__Consignes__:
1. Les affirmations suivantes concordent-elles avec le texte sur Thomas Sankara ? (a) L'auteur s'est d'abord méfié de Sankara et de ses camarades. (b) Le texte juge que le moment est venu d'énumérer les acquis de la révolution burkinabé. (c) Le texte présente le poids économique du Burkina Faso comme considérable. Répondez par oui ou par non pour chacune, en citant les mots décisifs du texte.
2. Modifiez le passage du texte sur Thomas Sankara qui va de « Le sort du marxisme » jusqu'à « majeure, la sincérité. » en remplaçant « enthousiasme » par « espoir ».
3. Prolongez le texte sur Thomas Sankara au-delà de sa dernière phrase.

__Extrait cité__:
------------------------------

Si Nkrumah, Sékou Touré, Lumumba, Cabral, Cheikh Anta Diop ont été incompris, isolés, parfois assassinés ou poussés à faire des catastrophes, c’est que les progressistes africains ont hésité à leur apporter leur soutien. Sankara n’a pas failli à la règle.

Avec le crime crapuleux commis sur la personne de Thomas Sankara, ce n’est pas seulement notre droit à l’espérance qu’on a voulu assassiner, mais c’est aussi et peut-être surtout notre droit au rêvequ’on a voulu anéantir (comme disait Sankara) aujourd’hui, demain et pour toujours. Notre peine est immense. Et elle est à la mesure du rêve gigantesque auquel n’a cessé de nous convier cet homme tout entier fait de sincérité, de dévouement et d’intégrité.

Faire du Burkina Faso, dont le poids économique et géopolitique est plutôt insignifiant, un pays respecté, fascinant et attrayant, ou comme le disait un confrère « inscrire simplement le nom de ce pays sahélien sur  la carte du monde », constituent sûrement et déjà un grand mérite pour Sankara.

II peut être tentant de se lancer dans une énumération des acquis de la révolution intelligente et non dogmatique qui était en cours au Burkina, mais l’heure n’est pas au pointage des acquis et revers et aux comptes d’épicier. Convaincu de la chaîne de solidarité de tous les processus révolutionnaires de par le monde, le véritable bilan de la révolution burkinabé sera, selon nous, l’œuvre d’une autre révolution au Burkina ou ailleurs. L’enjeu principal de la phase en cours, c’est la dénonciation conséquente et intransigeante de la farce tragique que les bourreaux du fameux Front Populaire déroulent sous nos yeux.

A la recherche de l’espoir perdu 

Au plan personnel, nous avions commencé par nous méfier d’abord de Sankara et de ses camarades. Leurs discours si justes et leurs appels si  généreux, en ces temps de crise sévère du marxisme et de désarroi idéologique, nous semblaient trop élaborés pour être sincères. Nous exercions alors notre droit légitime à la suspicion par rapport au marxisme-léninisme kaki, par rapport aux marchands d’illusions qui, à la faveur d’un coup d’État, s’érigeaient en messies sauveurs des peuples  d’Afrique, traumatisés par la longue nuit coloniale et néocoloniale.

Le sort du marxisme en Chine, au Vietnam, au Cambodge, au Bénin et au Congo, avait fini de nous faire accepter la descente aux enfers et l’assumation pleine et entière de la crise des perspectives, mais jamais la renonciation à l’idéal révolutionnaire de progrès et de justice.  Ainsi donc méfiance et retenue étaient notre ligne de conduite. Mais seule la vérité étant révolutionnaire et seule la pratique étant critère de vérité, notre résistance a fini par s’étioler laissant progressivement la place à l’enthousiasme et à l’intime conviction que Sankara et son équipe avaient une qualité majeure, la sincérité.

C’est ainsi que nous avons pu dire à un ami qui, lui, préférait rester sur ses positions, que le drame des révolutionnaires et progressistes africains consiste à préétablir le schéma du modèle révolutionnaire idéal et à vouloir y conformer toute expérience en cours. Et que, pour parler radicalement, l’impérialisme c’est nous : car si NKrumah, Lumumba, Cabral et même Sékou Touré et  Cheikh Anta Diop ont été incompris, isolés, parfois froidement assassinés ou poussés à commettre des catastrophes, le soutien hésitant et trop exigeant des progressistes africains y était pour quelque chose.

------------------------------

Éléments d'annotation par segmentation:
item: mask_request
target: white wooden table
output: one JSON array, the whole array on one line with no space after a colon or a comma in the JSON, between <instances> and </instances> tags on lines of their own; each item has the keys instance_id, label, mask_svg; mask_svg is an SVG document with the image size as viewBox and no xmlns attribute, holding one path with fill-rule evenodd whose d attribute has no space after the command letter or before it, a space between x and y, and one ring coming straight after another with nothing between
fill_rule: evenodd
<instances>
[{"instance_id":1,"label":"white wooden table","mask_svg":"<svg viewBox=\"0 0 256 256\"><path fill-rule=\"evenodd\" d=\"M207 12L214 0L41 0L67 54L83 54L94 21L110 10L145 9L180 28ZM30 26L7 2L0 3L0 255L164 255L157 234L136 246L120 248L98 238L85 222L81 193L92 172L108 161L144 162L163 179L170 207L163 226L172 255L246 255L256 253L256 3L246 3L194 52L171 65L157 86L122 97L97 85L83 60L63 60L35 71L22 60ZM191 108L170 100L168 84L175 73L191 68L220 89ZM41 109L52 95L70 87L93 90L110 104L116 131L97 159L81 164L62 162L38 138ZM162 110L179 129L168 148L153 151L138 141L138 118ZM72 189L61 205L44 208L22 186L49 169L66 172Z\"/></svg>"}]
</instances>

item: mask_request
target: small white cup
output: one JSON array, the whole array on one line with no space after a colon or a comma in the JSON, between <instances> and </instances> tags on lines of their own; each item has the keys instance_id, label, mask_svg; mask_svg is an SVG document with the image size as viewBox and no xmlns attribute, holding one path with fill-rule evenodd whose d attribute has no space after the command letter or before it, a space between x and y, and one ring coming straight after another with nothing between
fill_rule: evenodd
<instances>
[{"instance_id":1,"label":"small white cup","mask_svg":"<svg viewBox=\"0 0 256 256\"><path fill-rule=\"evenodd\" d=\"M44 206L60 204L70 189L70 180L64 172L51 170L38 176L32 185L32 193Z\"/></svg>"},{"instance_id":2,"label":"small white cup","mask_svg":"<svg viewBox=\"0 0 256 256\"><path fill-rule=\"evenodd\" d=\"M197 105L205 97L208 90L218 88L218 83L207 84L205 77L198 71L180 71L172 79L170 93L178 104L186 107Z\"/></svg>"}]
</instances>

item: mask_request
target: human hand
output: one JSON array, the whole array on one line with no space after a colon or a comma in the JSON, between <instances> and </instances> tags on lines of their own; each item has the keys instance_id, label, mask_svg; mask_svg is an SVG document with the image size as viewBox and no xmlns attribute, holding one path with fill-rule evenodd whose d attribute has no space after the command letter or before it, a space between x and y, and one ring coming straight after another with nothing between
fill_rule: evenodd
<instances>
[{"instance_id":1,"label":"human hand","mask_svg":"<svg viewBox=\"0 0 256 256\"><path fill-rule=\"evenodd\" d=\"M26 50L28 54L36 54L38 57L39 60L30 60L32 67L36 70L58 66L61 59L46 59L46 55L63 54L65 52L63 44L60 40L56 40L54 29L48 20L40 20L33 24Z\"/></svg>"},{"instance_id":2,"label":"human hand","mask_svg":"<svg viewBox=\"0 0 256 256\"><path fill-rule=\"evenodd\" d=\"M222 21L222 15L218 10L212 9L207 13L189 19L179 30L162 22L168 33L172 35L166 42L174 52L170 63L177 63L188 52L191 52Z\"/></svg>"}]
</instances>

------------------------------

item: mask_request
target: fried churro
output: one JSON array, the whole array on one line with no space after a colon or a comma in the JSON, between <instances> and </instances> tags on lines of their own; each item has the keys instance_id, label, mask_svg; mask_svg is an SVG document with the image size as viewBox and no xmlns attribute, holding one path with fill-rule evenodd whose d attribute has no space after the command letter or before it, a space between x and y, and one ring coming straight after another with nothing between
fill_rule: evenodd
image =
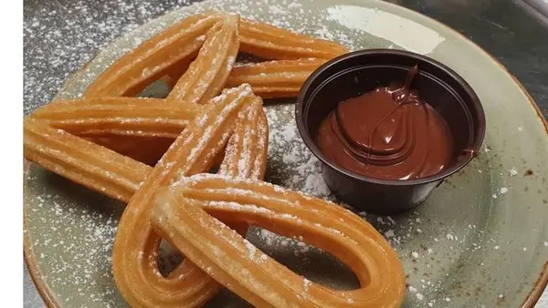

------------------------------

__Réponses__:
1.
(a) Oui : « nous avions commencé par nous méfier d’abord de Sankara et de ses camarades ».
(b) Non : « l’heure n’est pas au pointage des acquis et revers et aux comptes d’épicier ».
(c) Non : « dont le poids économique et géopolitique est plutôt insignifiant ».

2.
Le sort du marxisme en Chine, au Vietnam, au Cambodge, au Bénin et au Congo, avait fini de nous faire accepter la descente aux enfers et l’assumation pleine et entière de la crise des perspectives, mais jamais la renonciation à l’idéal révolutionnaire de progrès et de justice.  Ainsi donc méfiance et retenue étaient notre ligne de conduite. Mais seule la vérité étant révolutionnaire et seule la pratique étant critère de vérité, notre résistance a fini par s’étioler laissant progressivement la place à l’espoir et à l’intime conviction que Sankara et son équipe avaient une qualité majeure, la sincérité.

3.
Ce jeune, en l’occurrence Thomas Sankara, qui est la somme de nous tous, avec nos discours enflammés, généreux, parfois naïfs, et qui a un « plus » décisif (les rênes du pouvoir), essaye de faire bouger des choses; et au lieu de l’épauler sans toutefois renoncer à notre devoir de critiques, nous préférons passer notre temps – en gardiens du temple auto-désignés – à lui exiger des comptes et des explications. Face à la réalité dramatique du pouvoir, les critiques de salon sont d’un confort incomparable !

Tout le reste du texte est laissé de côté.